**Exercise prompt**: Select every line in the records below that contains the word "house", and copy each one. Case counts.

**Input rows**:
####

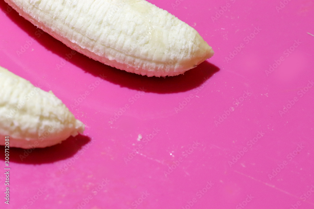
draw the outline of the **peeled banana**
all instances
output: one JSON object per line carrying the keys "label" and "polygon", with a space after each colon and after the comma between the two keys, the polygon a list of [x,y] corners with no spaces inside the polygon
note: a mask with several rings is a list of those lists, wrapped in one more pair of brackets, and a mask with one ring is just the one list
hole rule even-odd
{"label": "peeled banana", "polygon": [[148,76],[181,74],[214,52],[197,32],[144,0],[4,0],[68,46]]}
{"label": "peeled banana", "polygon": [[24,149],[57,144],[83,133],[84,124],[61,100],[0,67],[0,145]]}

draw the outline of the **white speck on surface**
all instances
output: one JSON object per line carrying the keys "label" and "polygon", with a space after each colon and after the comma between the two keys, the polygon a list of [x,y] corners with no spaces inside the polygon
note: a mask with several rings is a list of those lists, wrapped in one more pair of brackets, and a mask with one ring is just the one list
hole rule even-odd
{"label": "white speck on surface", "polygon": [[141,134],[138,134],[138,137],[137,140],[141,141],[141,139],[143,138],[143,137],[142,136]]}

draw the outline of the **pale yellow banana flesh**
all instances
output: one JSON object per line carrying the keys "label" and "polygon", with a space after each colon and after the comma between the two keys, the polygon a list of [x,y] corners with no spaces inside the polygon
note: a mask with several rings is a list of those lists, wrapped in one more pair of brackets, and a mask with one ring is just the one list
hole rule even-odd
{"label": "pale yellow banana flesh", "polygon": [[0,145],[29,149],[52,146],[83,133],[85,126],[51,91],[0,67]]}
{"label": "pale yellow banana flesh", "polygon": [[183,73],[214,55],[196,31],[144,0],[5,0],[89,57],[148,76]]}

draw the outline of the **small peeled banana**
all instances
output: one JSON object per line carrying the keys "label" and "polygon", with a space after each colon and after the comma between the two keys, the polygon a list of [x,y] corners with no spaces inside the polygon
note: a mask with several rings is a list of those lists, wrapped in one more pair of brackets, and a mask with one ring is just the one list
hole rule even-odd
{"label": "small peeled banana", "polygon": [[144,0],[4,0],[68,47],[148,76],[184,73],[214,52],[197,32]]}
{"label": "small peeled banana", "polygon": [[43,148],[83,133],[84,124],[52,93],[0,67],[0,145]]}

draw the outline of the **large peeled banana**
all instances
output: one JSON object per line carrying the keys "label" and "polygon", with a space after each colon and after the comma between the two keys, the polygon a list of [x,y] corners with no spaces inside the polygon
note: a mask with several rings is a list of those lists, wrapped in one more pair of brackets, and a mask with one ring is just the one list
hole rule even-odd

####

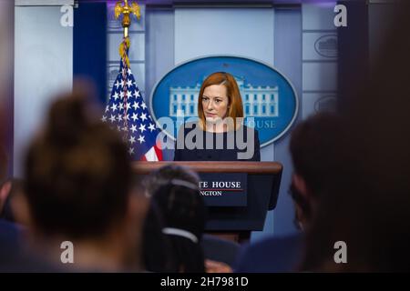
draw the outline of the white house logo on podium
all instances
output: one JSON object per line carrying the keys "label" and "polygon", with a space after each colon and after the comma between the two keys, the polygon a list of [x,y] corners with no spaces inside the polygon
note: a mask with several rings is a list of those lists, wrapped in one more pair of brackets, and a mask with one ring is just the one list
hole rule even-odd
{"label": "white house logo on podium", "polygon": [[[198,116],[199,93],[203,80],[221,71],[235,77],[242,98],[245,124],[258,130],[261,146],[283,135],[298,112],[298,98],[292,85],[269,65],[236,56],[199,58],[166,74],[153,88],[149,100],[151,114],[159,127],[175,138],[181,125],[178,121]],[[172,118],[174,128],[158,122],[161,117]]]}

####

**Complete output**:
draw the outline of the white house logo on podium
{"label": "white house logo on podium", "polygon": [[[198,116],[199,93],[203,80],[221,71],[235,77],[242,98],[245,124],[258,130],[261,146],[283,135],[298,112],[298,98],[292,85],[269,65],[236,56],[199,58],[166,74],[153,88],[149,100],[151,114],[159,127],[175,138],[181,125],[178,121]],[[172,118],[174,128],[158,122],[161,117]]]}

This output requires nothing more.